• _Short task_
Could you render the listing lines below as a Markdown table with the columns Row and Listing line, starting at the line containing "Could you spot the dog's head" and running through the line containing "point(639, 259)", both included, with blank lines omitted?

• _The records_
----------------

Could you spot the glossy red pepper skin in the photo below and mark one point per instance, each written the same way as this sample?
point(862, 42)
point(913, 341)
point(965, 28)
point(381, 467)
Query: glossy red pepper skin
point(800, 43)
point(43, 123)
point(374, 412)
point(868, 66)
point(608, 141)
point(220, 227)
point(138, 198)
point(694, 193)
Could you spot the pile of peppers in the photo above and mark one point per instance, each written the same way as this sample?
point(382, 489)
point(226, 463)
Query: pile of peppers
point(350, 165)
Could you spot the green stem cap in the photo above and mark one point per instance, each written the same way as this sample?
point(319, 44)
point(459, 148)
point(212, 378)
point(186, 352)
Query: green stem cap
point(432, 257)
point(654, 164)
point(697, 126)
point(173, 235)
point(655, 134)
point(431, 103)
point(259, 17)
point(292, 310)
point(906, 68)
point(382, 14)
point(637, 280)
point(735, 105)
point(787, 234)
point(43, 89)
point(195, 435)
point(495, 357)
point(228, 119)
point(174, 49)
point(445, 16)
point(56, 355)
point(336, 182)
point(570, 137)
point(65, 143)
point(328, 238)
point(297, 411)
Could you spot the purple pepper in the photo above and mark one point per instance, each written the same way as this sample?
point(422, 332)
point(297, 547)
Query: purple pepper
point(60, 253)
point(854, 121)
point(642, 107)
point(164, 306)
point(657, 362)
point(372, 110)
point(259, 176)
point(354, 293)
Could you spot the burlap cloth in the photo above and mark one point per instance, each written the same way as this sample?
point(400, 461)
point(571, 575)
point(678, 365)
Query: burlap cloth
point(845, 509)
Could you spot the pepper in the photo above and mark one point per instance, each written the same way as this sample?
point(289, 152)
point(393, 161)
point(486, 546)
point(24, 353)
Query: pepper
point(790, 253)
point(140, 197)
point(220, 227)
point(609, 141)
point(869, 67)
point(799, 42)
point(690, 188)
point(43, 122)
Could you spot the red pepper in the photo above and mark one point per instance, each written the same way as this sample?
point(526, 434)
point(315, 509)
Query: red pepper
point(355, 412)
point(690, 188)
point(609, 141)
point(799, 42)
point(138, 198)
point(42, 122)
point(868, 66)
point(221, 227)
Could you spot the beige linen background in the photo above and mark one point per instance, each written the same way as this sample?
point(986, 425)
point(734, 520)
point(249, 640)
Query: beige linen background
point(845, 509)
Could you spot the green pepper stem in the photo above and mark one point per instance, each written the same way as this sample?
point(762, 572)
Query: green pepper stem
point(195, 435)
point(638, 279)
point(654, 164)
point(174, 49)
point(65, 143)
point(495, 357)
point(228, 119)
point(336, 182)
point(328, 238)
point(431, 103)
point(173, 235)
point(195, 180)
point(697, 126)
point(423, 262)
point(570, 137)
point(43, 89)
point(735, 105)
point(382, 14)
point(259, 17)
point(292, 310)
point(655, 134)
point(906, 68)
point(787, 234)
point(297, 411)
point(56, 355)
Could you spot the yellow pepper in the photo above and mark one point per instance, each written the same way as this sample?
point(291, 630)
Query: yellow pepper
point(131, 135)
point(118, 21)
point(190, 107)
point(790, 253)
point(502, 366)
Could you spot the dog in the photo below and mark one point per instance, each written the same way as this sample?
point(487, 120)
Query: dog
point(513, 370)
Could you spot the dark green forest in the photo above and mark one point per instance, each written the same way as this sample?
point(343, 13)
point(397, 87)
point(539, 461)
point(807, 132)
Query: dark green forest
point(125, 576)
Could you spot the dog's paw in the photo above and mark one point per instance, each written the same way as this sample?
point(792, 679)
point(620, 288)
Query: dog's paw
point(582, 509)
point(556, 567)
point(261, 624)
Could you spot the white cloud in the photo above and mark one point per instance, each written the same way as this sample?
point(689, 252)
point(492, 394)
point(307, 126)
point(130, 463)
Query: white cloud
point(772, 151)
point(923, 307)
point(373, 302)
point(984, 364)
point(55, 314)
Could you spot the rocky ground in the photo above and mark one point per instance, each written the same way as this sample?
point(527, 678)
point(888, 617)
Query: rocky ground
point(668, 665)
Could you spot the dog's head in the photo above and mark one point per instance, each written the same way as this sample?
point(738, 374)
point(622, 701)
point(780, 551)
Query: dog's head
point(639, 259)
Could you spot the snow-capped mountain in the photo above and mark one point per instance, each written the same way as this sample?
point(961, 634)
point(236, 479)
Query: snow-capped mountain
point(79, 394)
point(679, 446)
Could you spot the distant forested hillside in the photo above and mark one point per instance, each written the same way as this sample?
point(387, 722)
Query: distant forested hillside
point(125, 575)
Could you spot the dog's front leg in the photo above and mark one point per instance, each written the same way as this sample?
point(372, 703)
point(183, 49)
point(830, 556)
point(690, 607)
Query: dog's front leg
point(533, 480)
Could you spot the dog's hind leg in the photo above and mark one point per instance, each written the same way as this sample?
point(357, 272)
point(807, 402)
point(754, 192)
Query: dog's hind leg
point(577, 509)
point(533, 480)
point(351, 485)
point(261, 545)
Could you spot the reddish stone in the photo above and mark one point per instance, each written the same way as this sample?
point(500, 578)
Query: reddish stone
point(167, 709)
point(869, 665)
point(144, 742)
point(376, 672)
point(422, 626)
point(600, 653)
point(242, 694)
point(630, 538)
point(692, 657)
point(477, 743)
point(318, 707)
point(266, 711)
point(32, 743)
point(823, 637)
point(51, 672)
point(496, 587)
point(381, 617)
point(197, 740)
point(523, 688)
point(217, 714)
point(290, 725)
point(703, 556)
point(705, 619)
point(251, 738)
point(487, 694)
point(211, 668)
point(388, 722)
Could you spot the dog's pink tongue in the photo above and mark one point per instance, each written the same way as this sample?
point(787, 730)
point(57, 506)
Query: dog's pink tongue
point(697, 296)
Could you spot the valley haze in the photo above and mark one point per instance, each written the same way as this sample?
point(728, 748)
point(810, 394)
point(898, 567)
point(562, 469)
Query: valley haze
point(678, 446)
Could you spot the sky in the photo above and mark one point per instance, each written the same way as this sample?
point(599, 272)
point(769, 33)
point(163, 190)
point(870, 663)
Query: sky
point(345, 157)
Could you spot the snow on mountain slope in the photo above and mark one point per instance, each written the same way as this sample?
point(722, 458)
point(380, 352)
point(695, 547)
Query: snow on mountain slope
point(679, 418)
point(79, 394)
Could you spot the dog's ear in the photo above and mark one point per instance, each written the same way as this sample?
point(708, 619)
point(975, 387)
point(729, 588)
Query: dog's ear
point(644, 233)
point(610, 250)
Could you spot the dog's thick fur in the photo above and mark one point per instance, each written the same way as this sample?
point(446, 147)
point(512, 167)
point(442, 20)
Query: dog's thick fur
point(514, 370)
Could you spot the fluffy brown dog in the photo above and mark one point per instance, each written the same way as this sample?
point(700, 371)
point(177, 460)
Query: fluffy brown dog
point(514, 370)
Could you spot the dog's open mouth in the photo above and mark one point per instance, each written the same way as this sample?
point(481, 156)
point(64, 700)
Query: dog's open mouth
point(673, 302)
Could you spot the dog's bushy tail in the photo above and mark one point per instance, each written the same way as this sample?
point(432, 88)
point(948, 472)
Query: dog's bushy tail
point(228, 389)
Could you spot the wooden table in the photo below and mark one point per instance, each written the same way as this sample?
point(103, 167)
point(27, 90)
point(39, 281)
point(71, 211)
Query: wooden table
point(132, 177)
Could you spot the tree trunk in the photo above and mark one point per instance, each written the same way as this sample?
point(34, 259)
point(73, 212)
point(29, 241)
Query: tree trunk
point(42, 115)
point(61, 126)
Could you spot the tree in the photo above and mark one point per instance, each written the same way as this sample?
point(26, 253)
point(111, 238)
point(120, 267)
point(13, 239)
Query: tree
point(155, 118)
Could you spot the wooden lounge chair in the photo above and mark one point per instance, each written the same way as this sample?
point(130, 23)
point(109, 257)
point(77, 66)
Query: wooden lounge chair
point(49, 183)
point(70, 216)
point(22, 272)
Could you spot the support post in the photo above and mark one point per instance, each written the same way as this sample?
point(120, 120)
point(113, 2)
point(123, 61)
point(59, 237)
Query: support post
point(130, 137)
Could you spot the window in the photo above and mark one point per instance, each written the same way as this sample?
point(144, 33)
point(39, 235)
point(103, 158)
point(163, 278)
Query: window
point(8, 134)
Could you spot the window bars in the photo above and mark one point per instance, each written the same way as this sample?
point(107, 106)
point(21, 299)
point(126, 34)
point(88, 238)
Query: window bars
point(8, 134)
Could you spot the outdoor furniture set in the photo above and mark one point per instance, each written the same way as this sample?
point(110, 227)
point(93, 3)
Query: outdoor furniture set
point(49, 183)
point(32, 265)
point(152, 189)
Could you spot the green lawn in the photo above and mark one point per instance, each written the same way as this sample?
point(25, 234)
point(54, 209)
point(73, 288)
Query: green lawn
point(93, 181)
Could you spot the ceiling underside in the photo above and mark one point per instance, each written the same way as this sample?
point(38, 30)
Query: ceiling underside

----------------

• _Answer_
| Row | Listing line |
|---|---|
| 1 | Could you spot the dog's head in the photo above and mark one point per instance, each written the same way as this sample? |
| 2 | point(738, 374) |
| 3 | point(622, 701) |
| 4 | point(780, 551) |
| 5 | Query: dog's head |
| 6 | point(639, 259) |